Chocolate Hazelnut Energy Bites

Snack
Prep Time
15min
Cook Time
30min
Servings
4
Calories
215
Chef's Note

For those with sensory processing considerations, ensure a consistent texture by processing the ingredients thoroughly. If the mixture seems too sticky, add a tablespoon more of oats. For a smoother mouthfeel, you can pulse the hazelnuts longer for a finer texture. These bites can be frozen for up to 3 months - perfect for grab-and-go snacking!

Tags
snack
no-bake
chocolate
hazelnut
energy bites
sensory-friendly
meal prep
dairy-free
refined sugar-free
nutritious
Ingredients
  • 1 cup rolled oats

  • 1/2 cup hazelnuts

  • 8 large medjool dates, pitted

  • 3 tablespoons unsweetened cocoa powder

  • 1/4 cup hazelnut butter

  • 2 tablespoons honey

  • 1 teaspoon vanilla extract

  • 1/4 teaspoon sea salt

  • 1/4 cup dark chocolate chips (70% cocoa)

  • 1 teaspoon coconut oil

  • 1/4 cup chopped hazelnuts for coating

Instructions
  • 1

    Preheat oven to 350°F (175°C). Spread 1/2 cup of hazelnuts on a baking sheet and toast for 8-10 minutes until fragrant and skins begin to crack. Allow to cool slightly.

> _MATERIAL FOR THE TASK_:

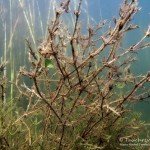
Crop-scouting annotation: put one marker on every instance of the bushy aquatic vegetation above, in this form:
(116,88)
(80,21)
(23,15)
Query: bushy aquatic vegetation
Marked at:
(77,90)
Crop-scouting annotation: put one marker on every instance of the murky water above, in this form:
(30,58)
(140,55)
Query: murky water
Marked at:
(21,19)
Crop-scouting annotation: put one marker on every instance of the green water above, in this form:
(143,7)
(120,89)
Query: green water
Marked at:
(14,29)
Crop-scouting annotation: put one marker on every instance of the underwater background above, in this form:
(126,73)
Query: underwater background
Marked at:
(29,19)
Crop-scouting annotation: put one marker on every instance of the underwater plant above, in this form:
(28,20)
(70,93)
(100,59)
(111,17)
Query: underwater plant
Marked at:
(77,91)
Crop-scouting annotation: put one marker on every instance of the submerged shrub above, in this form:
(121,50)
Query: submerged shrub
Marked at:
(81,86)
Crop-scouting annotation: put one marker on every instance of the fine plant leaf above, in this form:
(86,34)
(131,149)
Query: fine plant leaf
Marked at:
(49,63)
(120,85)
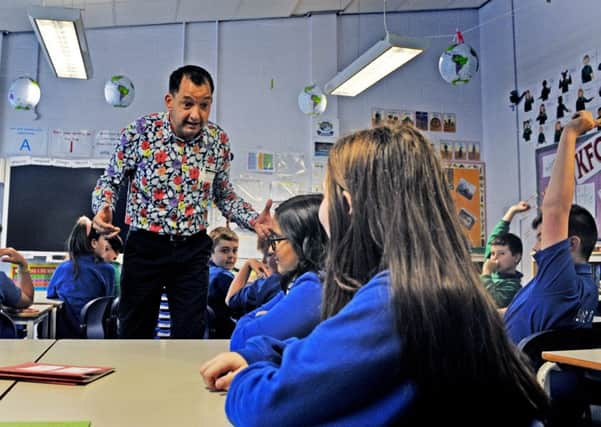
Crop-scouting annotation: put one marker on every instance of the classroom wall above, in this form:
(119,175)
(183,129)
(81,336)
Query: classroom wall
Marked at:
(548,35)
(245,56)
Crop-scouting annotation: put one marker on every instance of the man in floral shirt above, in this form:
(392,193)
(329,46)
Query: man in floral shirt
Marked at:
(177,163)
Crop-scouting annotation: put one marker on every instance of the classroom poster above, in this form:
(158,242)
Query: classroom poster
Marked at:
(466,181)
(105,142)
(41,273)
(587,172)
(70,143)
(260,161)
(26,141)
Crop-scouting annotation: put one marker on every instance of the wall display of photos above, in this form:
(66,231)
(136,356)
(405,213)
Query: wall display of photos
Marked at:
(423,120)
(544,106)
(467,184)
(587,171)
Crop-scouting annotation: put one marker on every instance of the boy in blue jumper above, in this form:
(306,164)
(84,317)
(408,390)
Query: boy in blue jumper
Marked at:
(223,260)
(563,293)
(503,254)
(244,296)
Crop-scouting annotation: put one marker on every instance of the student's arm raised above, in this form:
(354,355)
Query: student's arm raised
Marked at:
(560,192)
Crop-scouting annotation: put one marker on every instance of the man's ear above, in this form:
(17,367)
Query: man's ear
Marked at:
(169,101)
(349,200)
(574,244)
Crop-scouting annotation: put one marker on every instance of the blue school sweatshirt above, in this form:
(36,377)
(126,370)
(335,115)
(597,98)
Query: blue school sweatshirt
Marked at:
(294,314)
(255,294)
(345,373)
(95,279)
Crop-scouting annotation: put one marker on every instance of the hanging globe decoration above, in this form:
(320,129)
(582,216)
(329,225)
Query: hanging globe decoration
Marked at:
(24,93)
(312,101)
(119,91)
(459,62)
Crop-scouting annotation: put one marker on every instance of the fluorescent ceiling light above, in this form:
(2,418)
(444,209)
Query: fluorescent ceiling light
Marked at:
(61,34)
(376,63)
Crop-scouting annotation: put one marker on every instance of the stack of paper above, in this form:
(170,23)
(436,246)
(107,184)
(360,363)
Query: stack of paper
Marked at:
(55,374)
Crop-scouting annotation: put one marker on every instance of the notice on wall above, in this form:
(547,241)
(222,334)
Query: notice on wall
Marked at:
(105,142)
(26,141)
(70,143)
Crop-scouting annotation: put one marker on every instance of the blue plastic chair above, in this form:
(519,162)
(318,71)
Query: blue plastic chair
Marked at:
(7,326)
(94,316)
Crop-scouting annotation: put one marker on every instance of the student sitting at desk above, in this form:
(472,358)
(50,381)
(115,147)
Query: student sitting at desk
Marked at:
(502,256)
(82,278)
(19,294)
(298,244)
(223,260)
(244,296)
(410,337)
(563,293)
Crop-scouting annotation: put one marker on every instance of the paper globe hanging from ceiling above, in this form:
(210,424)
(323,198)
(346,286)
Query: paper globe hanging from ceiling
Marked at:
(312,101)
(119,91)
(24,93)
(459,62)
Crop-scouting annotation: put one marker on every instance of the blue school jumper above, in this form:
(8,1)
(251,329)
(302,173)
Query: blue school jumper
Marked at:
(345,373)
(10,294)
(294,314)
(95,279)
(255,294)
(219,283)
(561,295)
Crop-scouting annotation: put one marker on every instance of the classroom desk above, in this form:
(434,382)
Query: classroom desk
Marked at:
(588,359)
(32,320)
(155,383)
(13,352)
(56,304)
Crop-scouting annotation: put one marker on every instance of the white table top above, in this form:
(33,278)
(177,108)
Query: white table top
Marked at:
(589,359)
(40,298)
(13,352)
(155,383)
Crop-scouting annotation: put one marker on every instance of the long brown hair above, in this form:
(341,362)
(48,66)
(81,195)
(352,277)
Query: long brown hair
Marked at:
(403,220)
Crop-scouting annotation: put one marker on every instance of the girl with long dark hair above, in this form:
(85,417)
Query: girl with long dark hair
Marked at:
(298,242)
(409,336)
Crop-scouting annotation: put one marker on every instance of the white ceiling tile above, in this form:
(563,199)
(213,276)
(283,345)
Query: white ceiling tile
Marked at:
(98,15)
(207,10)
(265,8)
(145,12)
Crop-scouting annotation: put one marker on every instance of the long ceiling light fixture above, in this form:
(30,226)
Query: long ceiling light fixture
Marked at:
(62,37)
(376,63)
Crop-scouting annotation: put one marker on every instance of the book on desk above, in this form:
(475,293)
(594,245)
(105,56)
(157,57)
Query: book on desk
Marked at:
(54,373)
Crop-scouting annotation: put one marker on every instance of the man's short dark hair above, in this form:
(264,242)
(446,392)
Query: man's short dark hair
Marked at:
(198,75)
(581,224)
(510,240)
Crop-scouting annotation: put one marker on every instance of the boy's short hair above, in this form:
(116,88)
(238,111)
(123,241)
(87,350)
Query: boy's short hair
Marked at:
(116,243)
(581,224)
(510,240)
(222,233)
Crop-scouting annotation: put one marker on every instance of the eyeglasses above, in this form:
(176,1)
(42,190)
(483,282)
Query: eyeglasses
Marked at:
(273,240)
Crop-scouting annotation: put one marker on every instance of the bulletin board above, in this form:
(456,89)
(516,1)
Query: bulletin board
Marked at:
(587,172)
(467,184)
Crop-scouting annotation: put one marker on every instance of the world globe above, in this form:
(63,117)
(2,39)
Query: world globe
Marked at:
(458,64)
(119,91)
(312,101)
(24,93)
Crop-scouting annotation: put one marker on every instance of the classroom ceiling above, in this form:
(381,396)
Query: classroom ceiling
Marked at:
(115,13)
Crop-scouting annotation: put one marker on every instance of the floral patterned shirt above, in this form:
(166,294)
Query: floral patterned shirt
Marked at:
(172,181)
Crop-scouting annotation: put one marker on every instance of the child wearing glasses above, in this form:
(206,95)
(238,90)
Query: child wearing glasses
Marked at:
(242,296)
(223,260)
(409,335)
(298,242)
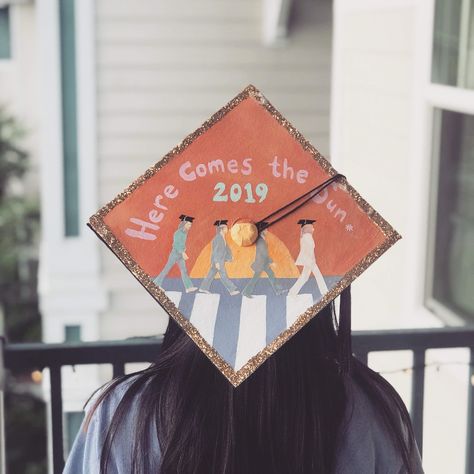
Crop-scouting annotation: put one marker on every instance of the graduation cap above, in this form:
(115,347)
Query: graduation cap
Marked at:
(240,297)
(303,222)
(221,222)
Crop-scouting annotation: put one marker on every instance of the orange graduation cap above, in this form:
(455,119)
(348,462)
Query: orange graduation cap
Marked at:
(242,233)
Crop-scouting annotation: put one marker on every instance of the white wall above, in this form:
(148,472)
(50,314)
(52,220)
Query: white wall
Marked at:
(165,67)
(381,137)
(18,84)
(374,127)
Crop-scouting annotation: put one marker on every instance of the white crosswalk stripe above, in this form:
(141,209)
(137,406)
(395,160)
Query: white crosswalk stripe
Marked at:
(296,305)
(253,329)
(204,314)
(253,320)
(174,296)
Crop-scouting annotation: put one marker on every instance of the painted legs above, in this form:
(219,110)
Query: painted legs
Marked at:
(213,271)
(303,278)
(178,259)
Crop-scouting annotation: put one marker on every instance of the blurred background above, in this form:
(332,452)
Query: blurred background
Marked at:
(93,93)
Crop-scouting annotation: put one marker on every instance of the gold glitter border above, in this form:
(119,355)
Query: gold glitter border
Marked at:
(97,224)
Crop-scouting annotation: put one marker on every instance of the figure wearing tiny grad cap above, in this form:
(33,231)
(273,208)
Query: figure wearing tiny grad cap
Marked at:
(220,254)
(178,255)
(307,259)
(273,187)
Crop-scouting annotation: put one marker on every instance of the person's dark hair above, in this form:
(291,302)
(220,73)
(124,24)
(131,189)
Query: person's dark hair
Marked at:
(286,417)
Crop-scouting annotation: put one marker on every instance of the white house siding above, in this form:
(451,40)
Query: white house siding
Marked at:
(18,87)
(381,138)
(162,69)
(373,136)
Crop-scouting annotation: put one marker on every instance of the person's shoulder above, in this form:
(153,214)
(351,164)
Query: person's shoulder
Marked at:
(367,442)
(107,399)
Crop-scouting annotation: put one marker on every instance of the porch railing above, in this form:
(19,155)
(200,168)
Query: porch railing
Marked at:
(20,357)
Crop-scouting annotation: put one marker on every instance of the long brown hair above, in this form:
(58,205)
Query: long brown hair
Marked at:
(287,417)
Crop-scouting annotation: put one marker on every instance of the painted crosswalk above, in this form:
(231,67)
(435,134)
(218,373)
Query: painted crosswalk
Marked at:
(239,334)
(252,333)
(204,314)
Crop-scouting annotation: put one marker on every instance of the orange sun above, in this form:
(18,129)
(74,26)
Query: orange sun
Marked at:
(243,257)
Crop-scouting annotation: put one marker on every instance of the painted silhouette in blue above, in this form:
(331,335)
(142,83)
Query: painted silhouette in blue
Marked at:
(220,254)
(178,255)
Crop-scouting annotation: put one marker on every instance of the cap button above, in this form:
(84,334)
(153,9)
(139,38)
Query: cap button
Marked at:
(244,232)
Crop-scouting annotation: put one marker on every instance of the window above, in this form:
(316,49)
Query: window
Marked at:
(73,424)
(453,43)
(5,35)
(72,333)
(452,280)
(69,117)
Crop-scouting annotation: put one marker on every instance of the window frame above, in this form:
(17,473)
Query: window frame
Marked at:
(11,23)
(437,98)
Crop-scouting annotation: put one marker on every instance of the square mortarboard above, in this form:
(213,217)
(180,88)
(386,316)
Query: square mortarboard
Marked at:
(303,222)
(238,296)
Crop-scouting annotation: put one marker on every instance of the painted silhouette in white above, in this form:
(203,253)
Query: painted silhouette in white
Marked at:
(307,260)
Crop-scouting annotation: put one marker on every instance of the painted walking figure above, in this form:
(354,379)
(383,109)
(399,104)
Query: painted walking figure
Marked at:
(220,254)
(307,259)
(262,263)
(178,255)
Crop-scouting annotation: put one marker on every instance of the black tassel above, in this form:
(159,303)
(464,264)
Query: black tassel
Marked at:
(344,332)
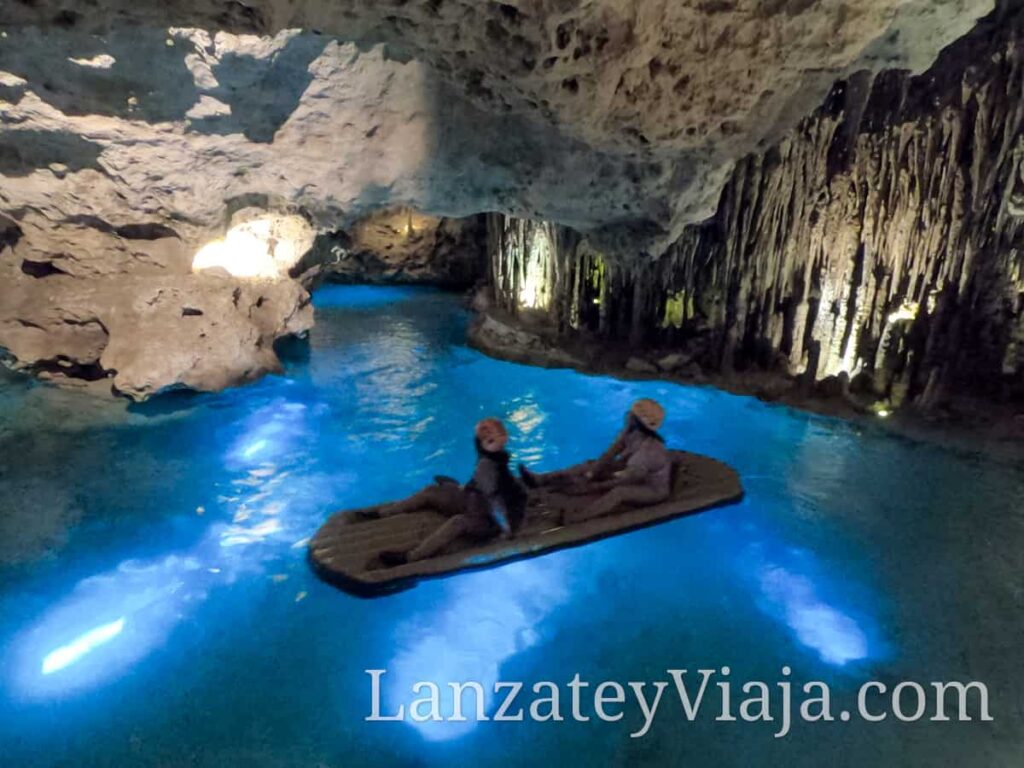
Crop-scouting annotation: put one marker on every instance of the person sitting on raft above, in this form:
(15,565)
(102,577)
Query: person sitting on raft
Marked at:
(636,470)
(479,510)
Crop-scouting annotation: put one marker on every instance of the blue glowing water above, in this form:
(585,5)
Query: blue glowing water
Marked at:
(156,608)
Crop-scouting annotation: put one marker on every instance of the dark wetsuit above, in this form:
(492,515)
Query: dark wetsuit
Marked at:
(472,509)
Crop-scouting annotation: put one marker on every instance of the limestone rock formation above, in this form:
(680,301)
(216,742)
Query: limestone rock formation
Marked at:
(142,335)
(403,246)
(882,238)
(133,131)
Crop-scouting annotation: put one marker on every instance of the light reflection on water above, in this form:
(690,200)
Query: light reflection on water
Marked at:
(185,570)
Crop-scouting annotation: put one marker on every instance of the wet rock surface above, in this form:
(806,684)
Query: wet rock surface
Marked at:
(136,336)
(131,134)
(402,246)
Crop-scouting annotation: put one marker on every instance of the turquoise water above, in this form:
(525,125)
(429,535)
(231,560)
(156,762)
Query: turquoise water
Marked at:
(156,608)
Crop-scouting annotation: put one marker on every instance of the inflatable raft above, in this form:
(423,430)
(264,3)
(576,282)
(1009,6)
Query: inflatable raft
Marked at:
(345,551)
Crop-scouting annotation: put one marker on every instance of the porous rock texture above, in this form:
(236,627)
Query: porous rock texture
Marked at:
(402,246)
(882,240)
(132,130)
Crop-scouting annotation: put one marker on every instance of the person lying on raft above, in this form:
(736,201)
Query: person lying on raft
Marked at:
(477,510)
(636,470)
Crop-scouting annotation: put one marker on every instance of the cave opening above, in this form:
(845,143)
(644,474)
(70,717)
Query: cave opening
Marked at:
(316,295)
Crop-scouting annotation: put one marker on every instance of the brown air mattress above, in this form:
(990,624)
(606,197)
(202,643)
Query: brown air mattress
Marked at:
(344,552)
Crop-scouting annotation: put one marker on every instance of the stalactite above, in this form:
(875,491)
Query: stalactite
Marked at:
(883,236)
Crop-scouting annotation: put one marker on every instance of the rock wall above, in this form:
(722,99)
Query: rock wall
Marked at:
(406,247)
(133,131)
(882,238)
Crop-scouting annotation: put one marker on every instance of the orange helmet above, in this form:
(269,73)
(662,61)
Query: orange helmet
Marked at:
(492,434)
(648,413)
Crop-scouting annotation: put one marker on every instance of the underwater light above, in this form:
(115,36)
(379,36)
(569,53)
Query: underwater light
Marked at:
(260,248)
(68,654)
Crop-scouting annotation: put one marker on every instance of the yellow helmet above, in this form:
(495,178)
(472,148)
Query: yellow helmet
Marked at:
(492,434)
(648,413)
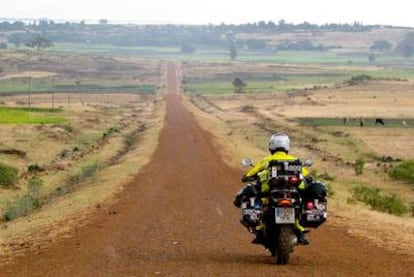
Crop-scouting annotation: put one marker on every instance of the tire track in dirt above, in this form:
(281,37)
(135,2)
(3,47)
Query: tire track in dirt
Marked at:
(177,219)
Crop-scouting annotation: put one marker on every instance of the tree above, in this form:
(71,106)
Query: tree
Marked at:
(233,52)
(256,44)
(187,48)
(381,45)
(40,43)
(408,51)
(238,84)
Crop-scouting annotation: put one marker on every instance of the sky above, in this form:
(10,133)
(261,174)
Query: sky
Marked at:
(384,12)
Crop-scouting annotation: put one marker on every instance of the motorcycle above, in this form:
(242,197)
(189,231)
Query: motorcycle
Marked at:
(276,213)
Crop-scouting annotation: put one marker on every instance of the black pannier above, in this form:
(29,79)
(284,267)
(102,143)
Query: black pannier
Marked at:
(314,208)
(315,190)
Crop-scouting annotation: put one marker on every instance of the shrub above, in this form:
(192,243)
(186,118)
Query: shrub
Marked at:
(23,206)
(8,175)
(359,166)
(86,172)
(404,171)
(373,197)
(27,203)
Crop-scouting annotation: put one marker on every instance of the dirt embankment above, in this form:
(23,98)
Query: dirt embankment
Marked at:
(176,218)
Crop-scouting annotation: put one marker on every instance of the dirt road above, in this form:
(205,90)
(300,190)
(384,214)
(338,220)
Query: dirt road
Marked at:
(177,219)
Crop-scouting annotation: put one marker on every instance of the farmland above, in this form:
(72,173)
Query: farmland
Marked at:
(85,118)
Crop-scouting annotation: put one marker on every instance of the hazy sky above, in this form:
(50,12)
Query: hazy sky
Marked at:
(396,12)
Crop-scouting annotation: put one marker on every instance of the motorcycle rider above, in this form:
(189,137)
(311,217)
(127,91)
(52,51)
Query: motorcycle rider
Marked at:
(279,147)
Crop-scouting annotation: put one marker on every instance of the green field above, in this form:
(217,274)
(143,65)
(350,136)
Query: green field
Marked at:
(368,122)
(30,116)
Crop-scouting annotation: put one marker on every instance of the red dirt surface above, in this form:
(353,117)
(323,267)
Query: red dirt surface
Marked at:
(177,219)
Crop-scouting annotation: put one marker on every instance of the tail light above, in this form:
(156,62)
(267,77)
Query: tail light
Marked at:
(285,202)
(310,205)
(294,180)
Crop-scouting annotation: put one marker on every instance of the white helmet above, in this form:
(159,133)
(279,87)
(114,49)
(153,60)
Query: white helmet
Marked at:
(279,141)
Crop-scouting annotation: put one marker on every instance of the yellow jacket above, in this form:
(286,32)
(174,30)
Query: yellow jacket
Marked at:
(261,169)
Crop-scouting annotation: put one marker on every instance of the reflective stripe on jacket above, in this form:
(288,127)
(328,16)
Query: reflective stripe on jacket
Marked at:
(260,169)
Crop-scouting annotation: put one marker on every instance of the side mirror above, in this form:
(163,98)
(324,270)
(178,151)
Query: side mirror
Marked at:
(247,162)
(308,162)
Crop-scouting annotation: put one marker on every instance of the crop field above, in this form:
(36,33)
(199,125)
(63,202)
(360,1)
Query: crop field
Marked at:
(314,118)
(29,116)
(78,121)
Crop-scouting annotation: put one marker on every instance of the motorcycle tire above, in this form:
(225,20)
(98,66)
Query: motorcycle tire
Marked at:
(284,245)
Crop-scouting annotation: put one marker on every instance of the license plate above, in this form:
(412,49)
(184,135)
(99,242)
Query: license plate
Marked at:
(284,215)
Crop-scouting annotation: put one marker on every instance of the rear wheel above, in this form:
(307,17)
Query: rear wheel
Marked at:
(284,244)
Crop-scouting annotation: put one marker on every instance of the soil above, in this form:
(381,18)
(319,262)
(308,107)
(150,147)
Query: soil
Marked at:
(177,219)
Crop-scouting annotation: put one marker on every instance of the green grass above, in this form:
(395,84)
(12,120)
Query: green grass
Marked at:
(378,201)
(368,122)
(404,171)
(30,116)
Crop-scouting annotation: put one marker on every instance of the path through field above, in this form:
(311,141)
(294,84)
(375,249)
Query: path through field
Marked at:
(177,219)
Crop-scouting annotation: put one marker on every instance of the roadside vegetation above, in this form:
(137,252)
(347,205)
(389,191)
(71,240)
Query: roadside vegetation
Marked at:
(17,115)
(404,171)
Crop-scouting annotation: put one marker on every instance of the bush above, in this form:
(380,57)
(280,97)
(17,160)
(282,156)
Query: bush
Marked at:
(23,206)
(8,175)
(404,171)
(86,172)
(373,197)
(27,203)
(359,166)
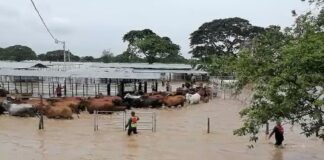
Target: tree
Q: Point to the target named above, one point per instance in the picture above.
(287, 72)
(149, 44)
(87, 59)
(127, 57)
(222, 37)
(57, 56)
(17, 53)
(177, 58)
(107, 56)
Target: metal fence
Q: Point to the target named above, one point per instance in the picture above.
(118, 120)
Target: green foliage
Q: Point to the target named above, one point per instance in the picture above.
(217, 43)
(58, 56)
(177, 58)
(107, 56)
(287, 71)
(17, 53)
(149, 44)
(128, 57)
(222, 37)
(87, 59)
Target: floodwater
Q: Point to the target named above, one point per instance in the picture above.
(180, 134)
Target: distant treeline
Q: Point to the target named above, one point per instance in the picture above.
(21, 53)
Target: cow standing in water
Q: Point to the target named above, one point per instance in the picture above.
(21, 110)
(278, 131)
(59, 91)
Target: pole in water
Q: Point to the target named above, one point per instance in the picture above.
(41, 122)
(208, 125)
(267, 128)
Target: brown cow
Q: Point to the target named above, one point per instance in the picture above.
(58, 112)
(105, 104)
(174, 100)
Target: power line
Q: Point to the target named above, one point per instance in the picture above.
(43, 20)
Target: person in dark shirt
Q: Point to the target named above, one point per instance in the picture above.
(132, 124)
(278, 131)
(59, 91)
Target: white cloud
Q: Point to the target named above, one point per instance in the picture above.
(89, 27)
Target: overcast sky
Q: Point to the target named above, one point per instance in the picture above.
(90, 26)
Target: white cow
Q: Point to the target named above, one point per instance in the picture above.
(22, 110)
(193, 98)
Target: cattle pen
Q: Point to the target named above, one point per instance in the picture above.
(31, 79)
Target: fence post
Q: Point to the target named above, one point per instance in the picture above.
(94, 120)
(41, 122)
(154, 122)
(83, 89)
(208, 125)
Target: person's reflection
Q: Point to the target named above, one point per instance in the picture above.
(277, 154)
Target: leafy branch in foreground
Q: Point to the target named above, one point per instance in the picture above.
(287, 72)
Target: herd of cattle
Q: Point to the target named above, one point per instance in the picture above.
(63, 108)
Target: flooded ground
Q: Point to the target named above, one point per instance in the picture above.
(181, 134)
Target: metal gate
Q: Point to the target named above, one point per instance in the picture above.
(118, 120)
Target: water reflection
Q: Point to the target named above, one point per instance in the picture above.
(181, 134)
(277, 154)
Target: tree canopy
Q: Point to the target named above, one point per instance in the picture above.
(17, 53)
(222, 37)
(150, 45)
(287, 73)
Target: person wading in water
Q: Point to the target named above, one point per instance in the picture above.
(278, 131)
(132, 124)
(59, 91)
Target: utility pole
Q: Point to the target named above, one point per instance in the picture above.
(63, 42)
(69, 55)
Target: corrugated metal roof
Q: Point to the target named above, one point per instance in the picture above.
(170, 71)
(28, 64)
(82, 73)
(94, 70)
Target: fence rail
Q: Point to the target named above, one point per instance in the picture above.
(118, 120)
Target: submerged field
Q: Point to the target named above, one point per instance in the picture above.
(181, 134)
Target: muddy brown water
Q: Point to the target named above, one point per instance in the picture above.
(181, 134)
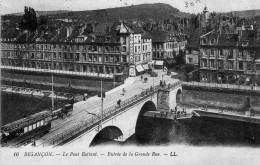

> _WRITTEN TASKS_:
a) Transcribe the energy bites recipe in full, with no changes.
b) Please gather every line of the entries that contains the string "school", and list them.
The energy bites recipe and the entries have nothing to do with each other.

> _ANSWERS BY TASK_:
a)
Chocolate Hazelnut Energy Bites

Snack
Prep Time
15min
Cook Time
30min
Servings
4
Calories
215
Chef's Note

For those with sensory processing considerations, ensure a consistent texture by processing the ingredients thoroughly. If the mixture seems too sticky, add a tablespoon more of oats. For a smoother mouthfeel, you can pulse the hazelnuts longer for a finer texture. These bites can be frozen for up to 3 months - perfect for grab-and-go snacking!

Tags
snack
no-bake
chocolate
hazelnut
energy bites
sensory-friendly
meal prep
dairy-free
refined sugar-free
nutritious
Ingredients
  • 1 cup rolled oats

  • 1/2 cup hazelnuts

  • 8 large medjool dates, pitted

  • 3 tablespoons unsweetened cocoa powder

  • 1/4 cup hazelnut butter

  • 2 tablespoons honey

  • 1 teaspoon vanilla extract

  • 1/4 teaspoon sea salt

  • 1/4 cup dark chocolate chips (70% cocoa)

  • 1 teaspoon coconut oil

  • 1/4 cup chopped hazelnuts for coating

Instructions
  • 1

    Preheat oven to 350°F (175°C). Spread 1/2 cup of hazelnuts on a baking sheet and toast for 8-10 minutes until fragrant and skins begin to crack. Allow to cool slightly.

b)
Crop-scouting annotation: put one marker on every instance of the blue school sweatshirt above, in this form:
Query: blue school sweatshirt
Crop-scouting annotation: put one marker on every instance of the blue school jumper above, in this form:
Query: blue school jumper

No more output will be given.